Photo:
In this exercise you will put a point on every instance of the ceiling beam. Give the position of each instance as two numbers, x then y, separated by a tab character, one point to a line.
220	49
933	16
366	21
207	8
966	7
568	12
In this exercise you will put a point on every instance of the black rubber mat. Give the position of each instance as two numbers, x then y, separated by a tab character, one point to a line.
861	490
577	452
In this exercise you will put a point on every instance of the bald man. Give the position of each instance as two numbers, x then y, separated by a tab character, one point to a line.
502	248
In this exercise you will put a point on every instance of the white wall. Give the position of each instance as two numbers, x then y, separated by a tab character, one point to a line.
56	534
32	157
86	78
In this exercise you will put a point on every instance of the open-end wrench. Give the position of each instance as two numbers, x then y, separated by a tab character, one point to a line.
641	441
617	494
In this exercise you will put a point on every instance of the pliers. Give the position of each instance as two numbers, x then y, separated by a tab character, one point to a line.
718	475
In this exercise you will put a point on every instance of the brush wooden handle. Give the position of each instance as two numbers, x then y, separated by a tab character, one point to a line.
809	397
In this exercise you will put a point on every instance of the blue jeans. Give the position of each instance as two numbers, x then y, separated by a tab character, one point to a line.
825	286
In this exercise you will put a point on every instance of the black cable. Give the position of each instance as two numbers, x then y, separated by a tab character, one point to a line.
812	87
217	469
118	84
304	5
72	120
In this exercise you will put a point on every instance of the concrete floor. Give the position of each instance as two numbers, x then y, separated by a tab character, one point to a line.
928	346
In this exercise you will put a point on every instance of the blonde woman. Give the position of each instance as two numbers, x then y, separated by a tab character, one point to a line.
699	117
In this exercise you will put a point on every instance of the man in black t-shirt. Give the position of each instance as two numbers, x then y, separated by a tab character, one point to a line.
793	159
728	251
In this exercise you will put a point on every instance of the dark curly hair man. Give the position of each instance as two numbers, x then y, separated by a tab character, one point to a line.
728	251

· · · ·

Produce verbatim the lines starting at the one with "man in black" and ending at the last line of the material, both ends included. Add no other line.

In this exercise you will put a point on every instance of the man in black t-shirt. Give the position of each instance as two numbers, x then y, separated by a tab character, one point to a line.
793	159
728	251
In this exercise you will put a point on every instance of the dark curly hair man. Give the position of each instance as two numbers, x then y, separated by a tab character, one point to a line.
728	251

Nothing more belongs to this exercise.